◆ **Problem to work on**: Put each line of all the rows below into a numbered list, omitting any blank lines.

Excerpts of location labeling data
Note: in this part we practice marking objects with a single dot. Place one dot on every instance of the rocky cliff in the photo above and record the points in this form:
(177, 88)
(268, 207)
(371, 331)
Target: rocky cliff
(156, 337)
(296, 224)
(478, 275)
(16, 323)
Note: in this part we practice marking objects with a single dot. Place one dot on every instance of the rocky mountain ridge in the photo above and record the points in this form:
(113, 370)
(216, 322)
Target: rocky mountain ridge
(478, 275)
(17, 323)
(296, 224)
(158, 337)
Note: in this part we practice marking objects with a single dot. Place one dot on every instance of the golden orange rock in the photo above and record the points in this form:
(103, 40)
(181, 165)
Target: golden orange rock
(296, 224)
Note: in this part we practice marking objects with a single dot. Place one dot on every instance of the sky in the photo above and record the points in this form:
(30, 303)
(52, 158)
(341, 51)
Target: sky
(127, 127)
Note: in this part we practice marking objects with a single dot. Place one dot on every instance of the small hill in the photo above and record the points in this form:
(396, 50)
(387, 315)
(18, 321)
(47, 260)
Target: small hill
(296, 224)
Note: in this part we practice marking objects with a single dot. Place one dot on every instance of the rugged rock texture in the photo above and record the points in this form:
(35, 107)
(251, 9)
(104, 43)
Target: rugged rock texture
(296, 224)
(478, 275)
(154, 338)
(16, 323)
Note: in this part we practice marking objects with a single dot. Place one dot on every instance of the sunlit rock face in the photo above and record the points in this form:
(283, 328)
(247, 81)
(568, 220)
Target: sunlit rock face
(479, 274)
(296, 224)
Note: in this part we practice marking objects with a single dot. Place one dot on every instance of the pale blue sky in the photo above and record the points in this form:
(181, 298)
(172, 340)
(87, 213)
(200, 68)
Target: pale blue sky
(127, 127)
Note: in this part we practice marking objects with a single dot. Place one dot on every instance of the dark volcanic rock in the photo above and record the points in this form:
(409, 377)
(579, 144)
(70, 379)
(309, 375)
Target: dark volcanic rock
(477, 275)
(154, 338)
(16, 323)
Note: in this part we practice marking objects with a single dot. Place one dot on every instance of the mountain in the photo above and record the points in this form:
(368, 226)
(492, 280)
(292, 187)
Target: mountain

◆ **Response to this exercise**:
1. Note: in this part we practice marking objects with a single dot. Place one dot on every instance of the rocky cliff in the photo above and record the points in this form:
2. (177, 88)
3. (268, 207)
4. (371, 331)
5. Target: rocky cliff
6. (156, 337)
7. (296, 224)
8. (478, 275)
9. (16, 323)
10. Note: in this part we practice marking objects with a single dot. Place one dot on every instance of the rocky mountain ridge in the photo above and record the points in this form:
11. (113, 370)
12. (216, 322)
13. Target: rocky mountain ridge
14. (478, 275)
15. (17, 323)
16. (296, 224)
17. (158, 337)
18. Note: in this part we practice marking objects with a single dot. Place one dot on every instance of the golden orange rock in the photo above and record the points in this form:
19. (103, 40)
20. (181, 165)
21. Target: golden orange rock
22. (296, 224)
23. Note: in this part we practice marking objects with a single dot. Place one dot on every instance of the sky in the photo above and record the points in this form:
24. (30, 303)
25. (52, 158)
26. (341, 51)
27. Target: sky
28. (127, 127)
29. Note: in this part we practice marking objects with a single dot. Place one dot on every instance of the small hill in the photo above and record the points in this form:
30. (396, 50)
31. (387, 315)
32. (18, 321)
33. (47, 260)
34. Target: small hill
35. (296, 224)
36. Note: in this part we practice marking objects with a single dot. Place one dot on every instance of the rugged rock texture in the photo above and record the points in this form:
37. (35, 107)
38. (251, 9)
39. (104, 43)
40. Target: rugged rock texture
41. (296, 224)
42. (478, 275)
43. (154, 338)
44. (16, 323)
45. Note: in this part we practice marking objects with a single dot. Place one dot on every instance of the sunlit rock face in the photo above and record the points in this form:
46. (283, 328)
47. (247, 81)
48. (568, 220)
49. Target: sunlit rock face
50. (479, 274)
51. (296, 224)
52. Note: in this part we practice marking objects with a single dot. Place one dot on every instance of the pale blue sky in the photo above and record the points in this form:
53. (181, 298)
54. (172, 340)
55. (87, 213)
56. (200, 68)
57. Target: pale blue sky
58. (127, 127)
59. Note: in this part we practice marking objects with a single dot. Place one dot on every instance of the dark volcanic rock in the photo above and record the points in this form:
60. (409, 377)
61. (579, 144)
62. (70, 379)
63. (309, 375)
64. Target: dark volcanic rock
65. (477, 275)
66. (154, 338)
67. (16, 323)
68. Note: in this part we practice marking objects with a single dot. Place one dot on every instance of the mountain in the photo above and record the points in this form:
69. (368, 226)
70. (492, 280)
71. (292, 187)
72. Target: mountain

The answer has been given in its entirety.